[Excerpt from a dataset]
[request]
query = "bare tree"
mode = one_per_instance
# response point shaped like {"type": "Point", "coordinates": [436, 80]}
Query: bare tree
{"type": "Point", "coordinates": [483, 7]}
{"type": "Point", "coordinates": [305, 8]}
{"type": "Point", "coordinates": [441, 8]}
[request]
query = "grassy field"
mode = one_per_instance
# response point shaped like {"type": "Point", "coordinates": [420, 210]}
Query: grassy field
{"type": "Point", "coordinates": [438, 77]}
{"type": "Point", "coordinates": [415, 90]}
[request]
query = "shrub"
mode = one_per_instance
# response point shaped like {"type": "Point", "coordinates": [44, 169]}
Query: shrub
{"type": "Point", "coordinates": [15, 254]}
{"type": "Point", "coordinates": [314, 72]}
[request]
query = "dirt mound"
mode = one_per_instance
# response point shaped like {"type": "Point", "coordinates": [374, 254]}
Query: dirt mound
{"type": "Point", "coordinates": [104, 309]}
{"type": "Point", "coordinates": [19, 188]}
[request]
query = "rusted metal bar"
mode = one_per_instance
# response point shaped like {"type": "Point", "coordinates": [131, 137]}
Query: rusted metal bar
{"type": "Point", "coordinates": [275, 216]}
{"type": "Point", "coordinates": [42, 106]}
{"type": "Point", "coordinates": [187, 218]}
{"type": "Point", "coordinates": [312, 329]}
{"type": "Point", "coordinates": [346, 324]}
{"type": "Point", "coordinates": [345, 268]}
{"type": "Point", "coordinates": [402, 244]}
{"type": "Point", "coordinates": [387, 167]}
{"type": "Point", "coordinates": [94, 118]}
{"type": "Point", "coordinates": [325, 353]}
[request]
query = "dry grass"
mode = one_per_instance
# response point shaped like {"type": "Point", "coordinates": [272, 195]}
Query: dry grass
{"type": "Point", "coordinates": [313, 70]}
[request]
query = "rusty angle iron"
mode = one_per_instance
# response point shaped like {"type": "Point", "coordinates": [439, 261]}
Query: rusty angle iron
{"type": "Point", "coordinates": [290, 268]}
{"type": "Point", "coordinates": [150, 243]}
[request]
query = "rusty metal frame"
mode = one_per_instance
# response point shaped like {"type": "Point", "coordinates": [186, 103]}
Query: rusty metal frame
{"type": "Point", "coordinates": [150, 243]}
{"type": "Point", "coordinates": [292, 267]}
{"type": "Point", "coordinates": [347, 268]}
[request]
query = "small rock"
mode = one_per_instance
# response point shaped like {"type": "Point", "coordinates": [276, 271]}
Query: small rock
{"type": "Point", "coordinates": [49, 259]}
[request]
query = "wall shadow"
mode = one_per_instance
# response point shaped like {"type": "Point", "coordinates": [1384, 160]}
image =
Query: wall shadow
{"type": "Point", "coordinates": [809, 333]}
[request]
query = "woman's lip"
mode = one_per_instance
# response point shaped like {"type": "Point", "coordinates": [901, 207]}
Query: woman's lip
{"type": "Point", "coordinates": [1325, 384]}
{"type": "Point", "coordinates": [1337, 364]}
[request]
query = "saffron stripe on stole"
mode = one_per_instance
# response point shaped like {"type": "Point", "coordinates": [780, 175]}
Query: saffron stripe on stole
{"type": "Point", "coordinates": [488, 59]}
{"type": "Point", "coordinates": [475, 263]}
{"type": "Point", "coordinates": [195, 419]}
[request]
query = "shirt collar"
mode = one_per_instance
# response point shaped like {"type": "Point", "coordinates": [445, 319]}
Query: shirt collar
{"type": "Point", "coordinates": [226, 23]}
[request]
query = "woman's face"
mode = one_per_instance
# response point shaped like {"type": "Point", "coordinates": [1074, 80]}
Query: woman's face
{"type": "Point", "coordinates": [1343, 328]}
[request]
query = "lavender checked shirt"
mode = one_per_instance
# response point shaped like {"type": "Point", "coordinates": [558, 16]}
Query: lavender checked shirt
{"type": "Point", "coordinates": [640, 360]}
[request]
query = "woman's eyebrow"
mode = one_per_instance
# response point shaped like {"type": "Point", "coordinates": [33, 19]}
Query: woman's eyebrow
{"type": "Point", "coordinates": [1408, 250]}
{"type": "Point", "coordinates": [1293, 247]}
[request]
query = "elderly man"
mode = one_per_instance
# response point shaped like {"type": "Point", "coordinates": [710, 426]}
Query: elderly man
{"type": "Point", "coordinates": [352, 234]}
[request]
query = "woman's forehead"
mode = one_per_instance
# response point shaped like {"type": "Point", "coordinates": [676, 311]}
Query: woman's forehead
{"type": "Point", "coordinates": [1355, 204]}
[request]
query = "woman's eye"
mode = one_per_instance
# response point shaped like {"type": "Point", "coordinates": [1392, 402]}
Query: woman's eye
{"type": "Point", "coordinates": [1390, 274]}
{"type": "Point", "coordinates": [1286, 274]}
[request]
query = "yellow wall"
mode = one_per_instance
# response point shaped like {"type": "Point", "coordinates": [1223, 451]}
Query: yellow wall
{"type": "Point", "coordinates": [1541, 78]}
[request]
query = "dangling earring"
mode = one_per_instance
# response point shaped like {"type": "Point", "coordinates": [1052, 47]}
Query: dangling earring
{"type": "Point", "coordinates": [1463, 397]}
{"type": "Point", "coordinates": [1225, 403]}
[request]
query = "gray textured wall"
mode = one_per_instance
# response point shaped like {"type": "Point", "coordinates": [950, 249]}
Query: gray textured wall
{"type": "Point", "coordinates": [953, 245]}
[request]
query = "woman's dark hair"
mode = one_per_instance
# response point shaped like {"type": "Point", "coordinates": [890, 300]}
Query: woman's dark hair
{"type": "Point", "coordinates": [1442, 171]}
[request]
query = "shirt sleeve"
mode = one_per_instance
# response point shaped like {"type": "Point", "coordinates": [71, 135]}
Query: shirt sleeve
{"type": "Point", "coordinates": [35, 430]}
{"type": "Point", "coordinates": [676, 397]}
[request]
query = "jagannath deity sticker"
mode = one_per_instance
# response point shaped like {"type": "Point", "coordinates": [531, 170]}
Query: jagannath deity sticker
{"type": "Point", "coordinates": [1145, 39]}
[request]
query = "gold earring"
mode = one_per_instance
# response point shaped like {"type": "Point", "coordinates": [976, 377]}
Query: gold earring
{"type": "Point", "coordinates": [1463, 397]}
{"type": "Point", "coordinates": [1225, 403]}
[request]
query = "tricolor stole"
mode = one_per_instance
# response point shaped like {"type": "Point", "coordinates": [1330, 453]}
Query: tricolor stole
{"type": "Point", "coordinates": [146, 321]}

▶ [JOB]: Each record must be returned exactly as it is written.

▶ [TASK RESPONSE]:
[request]
query = "bare tree"
mode = one_per_instance
# response point shaped like {"type": "Point", "coordinates": [436, 80]}
Query: bare tree
{"type": "Point", "coordinates": [483, 7]}
{"type": "Point", "coordinates": [305, 8]}
{"type": "Point", "coordinates": [441, 8]}
[request]
query = "grassy field"
mode = one_per_instance
# response point shaped like {"type": "Point", "coordinates": [420, 210]}
Query: grassy field
{"type": "Point", "coordinates": [438, 77]}
{"type": "Point", "coordinates": [415, 90]}
[request]
query = "shrub"
mode = one_per_instance
# response point shaped like {"type": "Point", "coordinates": [44, 169]}
Query: shrub
{"type": "Point", "coordinates": [15, 254]}
{"type": "Point", "coordinates": [314, 72]}
[request]
query = "dirt mound"
mode = one_per_instance
# response point shaped like {"type": "Point", "coordinates": [374, 254]}
Query: dirt mound
{"type": "Point", "coordinates": [104, 309]}
{"type": "Point", "coordinates": [19, 188]}
[request]
query = "rusted metal bar"
mode = one_per_instance
# response point shaped like {"type": "Point", "coordinates": [131, 137]}
Query: rusted metal bar
{"type": "Point", "coordinates": [275, 216]}
{"type": "Point", "coordinates": [42, 106]}
{"type": "Point", "coordinates": [187, 218]}
{"type": "Point", "coordinates": [312, 329]}
{"type": "Point", "coordinates": [346, 324]}
{"type": "Point", "coordinates": [345, 268]}
{"type": "Point", "coordinates": [402, 244]}
{"type": "Point", "coordinates": [387, 167]}
{"type": "Point", "coordinates": [94, 118]}
{"type": "Point", "coordinates": [325, 353]}
[request]
query = "dry grass"
mode = one_per_instance
# response point shaped like {"type": "Point", "coordinates": [272, 195]}
Query: dry grass
{"type": "Point", "coordinates": [313, 70]}
[request]
query = "rusty angle iron"
mode = one_per_instance
# response point shaped like {"type": "Point", "coordinates": [439, 261]}
Query: rusty angle iron
{"type": "Point", "coordinates": [290, 268]}
{"type": "Point", "coordinates": [150, 243]}
[request]
query = "rusty metal frame"
mode = one_per_instance
# response point shaped like {"type": "Point", "coordinates": [186, 103]}
Query: rusty metal frame
{"type": "Point", "coordinates": [150, 243]}
{"type": "Point", "coordinates": [292, 267]}
{"type": "Point", "coordinates": [347, 268]}
[request]
query = "small rock"
mode = one_per_instance
# response point shaped like {"type": "Point", "coordinates": [276, 271]}
Query: small rock
{"type": "Point", "coordinates": [49, 259]}
[request]
query = "wall shadow"
mode = one_per_instance
# response point shaped like {"type": "Point", "coordinates": [1384, 160]}
image =
Query: wall shadow
{"type": "Point", "coordinates": [809, 333]}
[request]
query = "woman's lip"
mode = one_per_instance
# response point shaped like {"type": "Point", "coordinates": [901, 207]}
Query: woman's lip
{"type": "Point", "coordinates": [1325, 384]}
{"type": "Point", "coordinates": [1337, 364]}
[request]
query = "saffron stripe on stole"
mode = one_per_instance
# response point shaped like {"type": "Point", "coordinates": [780, 175]}
Query: saffron stripe on stole
{"type": "Point", "coordinates": [488, 59]}
{"type": "Point", "coordinates": [475, 263]}
{"type": "Point", "coordinates": [195, 419]}
[request]
query = "shirt collar"
mode = one_per_instance
# response point shaped like {"type": "Point", "coordinates": [445, 319]}
Query: shirt collar
{"type": "Point", "coordinates": [226, 23]}
[request]
query = "woman's face"
mode = one_per_instance
# response point shaped like {"type": "Point", "coordinates": [1074, 80]}
Query: woman's face
{"type": "Point", "coordinates": [1343, 328]}
[request]
query = "lavender checked shirt"
mode = one_per_instance
# response point shaped like {"type": "Point", "coordinates": [558, 16]}
Query: lavender checked shirt
{"type": "Point", "coordinates": [640, 360]}
[request]
query = "woman's eyebrow"
mode = one_per_instance
# response point shaped like {"type": "Point", "coordinates": [33, 19]}
Query: woman's eyebrow
{"type": "Point", "coordinates": [1408, 250]}
{"type": "Point", "coordinates": [1293, 247]}
[request]
query = "elderly man"
mode = one_per_instance
# response point shaped like {"type": "Point", "coordinates": [710, 426]}
Query: elderly man
{"type": "Point", "coordinates": [352, 234]}
[request]
query = "woman's forehead"
mode = one_per_instance
# response point shaped like {"type": "Point", "coordinates": [676, 311]}
Query: woman's forehead
{"type": "Point", "coordinates": [1355, 204]}
[request]
query = "woman's eye"
mode = one_per_instance
# response point shaped like {"type": "Point", "coordinates": [1392, 402]}
Query: woman's eye
{"type": "Point", "coordinates": [1390, 274]}
{"type": "Point", "coordinates": [1286, 274]}
[request]
query = "yellow wall"
mode = one_per_instance
# response point shaped like {"type": "Point", "coordinates": [1223, 451]}
Query: yellow wall
{"type": "Point", "coordinates": [1541, 78]}
[request]
query = "dangling earring"
mode = one_per_instance
# response point shaped like {"type": "Point", "coordinates": [1052, 47]}
Query: dangling earring
{"type": "Point", "coordinates": [1463, 397]}
{"type": "Point", "coordinates": [1225, 403]}
[request]
query = "gray textured wall"
mode = one_per_instance
# response point shaped like {"type": "Point", "coordinates": [950, 249]}
Query: gray textured wall
{"type": "Point", "coordinates": [953, 245]}
[request]
query = "woman's dark hair"
mode = one_per_instance
# response point shaped like {"type": "Point", "coordinates": [890, 300]}
Query: woman's dark hair
{"type": "Point", "coordinates": [1442, 171]}
[request]
query = "shirt sleeve"
mode = one_per_instance
# response point shaped like {"type": "Point", "coordinates": [71, 135]}
Query: shirt sleeve
{"type": "Point", "coordinates": [35, 430]}
{"type": "Point", "coordinates": [676, 397]}
[request]
query = "jagannath deity sticker"
mode = one_per_instance
# response point shaped like {"type": "Point", "coordinates": [531, 170]}
Query: jagannath deity sticker
{"type": "Point", "coordinates": [1145, 39]}
[request]
query = "gold earring"
mode = one_per_instance
# response point shaped like {"type": "Point", "coordinates": [976, 377]}
Query: gold earring
{"type": "Point", "coordinates": [1463, 397]}
{"type": "Point", "coordinates": [1225, 403]}
[request]
query = "tricolor stole"
mode = one_per_instance
# response point shaped like {"type": "Point", "coordinates": [1330, 453]}
Query: tricolor stole
{"type": "Point", "coordinates": [146, 321]}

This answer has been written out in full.